Selected extract:
It was during this hip ordeal that Laura brought Artists For Trauma to New York City so she could spread some love and hope our way. We spent many hours together, visiting, sharing stories and reconnecting in a way that only survivors and their loved ones understand. If you have been reading this blog then you know we ended up both buying tickets to the same Broadway show on the same evening.  Ironically the play we shared was called ‘Grace.” It was a metaphor for life: moments of grace strung together in a beautiful necklace that connects us all. We felt supported and loved and only wished our visit could have been longer.

Now, we are 6 months out from the 2nd hip replacement surgery. For the first time since Ford’s accident, he walks unassisted- no cane, no walker, no wheelchair- only with the ‘grace’ of his own body. We have since moved back to our home of Los Angeles where Ford is dong the things he dreamed about in his hospital bed. He is acting again. He goes on commercial auditions and he is back in class working his craft and doing what he loves. In fact, Ford booked his first audition and shot a commercial just last week. I am eternally proud of my amazingly talented husband. We danced in 2013, celebrating New Years with my parents and every day Ford gets stronger and better. We are still in recovery. Every day he goes to Physical Therapy or works with a Trainer at the gym or we hike the beautiful the mountains of Southern California. Recovery is a process but there is a light at the end of the tunnel. There is always something better. There is always a miracle to be discovered.

Nothing about the last 2 years of our lives has been easy, predictable or ‘normal.’ We spent the last 2 years in the hospital 7 times but every day we continue to move forward- we take another step in health. Our bodies have this amazing ability to regenerate. The body wants to live- it seeks health and well-being naturally. That is our birthright.

Entries provided:
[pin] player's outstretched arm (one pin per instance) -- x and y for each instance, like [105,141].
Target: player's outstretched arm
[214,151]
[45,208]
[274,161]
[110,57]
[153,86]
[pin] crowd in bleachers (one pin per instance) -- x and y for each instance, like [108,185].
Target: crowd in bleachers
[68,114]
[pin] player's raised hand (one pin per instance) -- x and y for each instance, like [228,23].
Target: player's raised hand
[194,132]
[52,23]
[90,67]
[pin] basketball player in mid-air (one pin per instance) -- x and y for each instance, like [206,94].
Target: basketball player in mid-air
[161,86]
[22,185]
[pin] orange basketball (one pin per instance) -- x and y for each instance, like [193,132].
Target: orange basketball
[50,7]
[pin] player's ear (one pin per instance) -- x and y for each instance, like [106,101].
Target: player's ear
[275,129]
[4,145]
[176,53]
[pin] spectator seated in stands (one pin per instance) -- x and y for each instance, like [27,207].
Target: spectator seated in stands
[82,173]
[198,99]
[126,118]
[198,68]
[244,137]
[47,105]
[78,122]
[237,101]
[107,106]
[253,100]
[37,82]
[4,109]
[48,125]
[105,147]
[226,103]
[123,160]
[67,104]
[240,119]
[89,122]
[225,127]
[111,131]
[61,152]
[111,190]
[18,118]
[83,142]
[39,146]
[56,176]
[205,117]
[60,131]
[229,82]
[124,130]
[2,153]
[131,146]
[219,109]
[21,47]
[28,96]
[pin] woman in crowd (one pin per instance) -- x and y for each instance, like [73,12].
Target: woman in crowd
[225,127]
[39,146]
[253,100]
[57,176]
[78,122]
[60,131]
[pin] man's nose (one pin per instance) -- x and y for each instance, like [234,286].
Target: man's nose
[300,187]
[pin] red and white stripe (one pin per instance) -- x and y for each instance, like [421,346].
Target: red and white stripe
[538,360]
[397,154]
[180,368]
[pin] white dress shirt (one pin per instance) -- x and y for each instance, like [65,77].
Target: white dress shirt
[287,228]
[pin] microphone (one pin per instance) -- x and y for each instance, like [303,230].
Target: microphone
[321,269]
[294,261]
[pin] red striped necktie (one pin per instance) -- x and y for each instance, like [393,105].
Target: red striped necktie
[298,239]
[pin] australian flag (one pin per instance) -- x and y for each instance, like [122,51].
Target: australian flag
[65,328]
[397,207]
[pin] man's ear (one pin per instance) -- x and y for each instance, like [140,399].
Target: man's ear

Task prompt:
In the blog excerpt about Ford's recovery, translate this sentence into Spanish: "Recovery is a process but there is a light at the end of the tunnel."

Response area:
La recuperación es un proceso, pero hay una luz al final del túnel.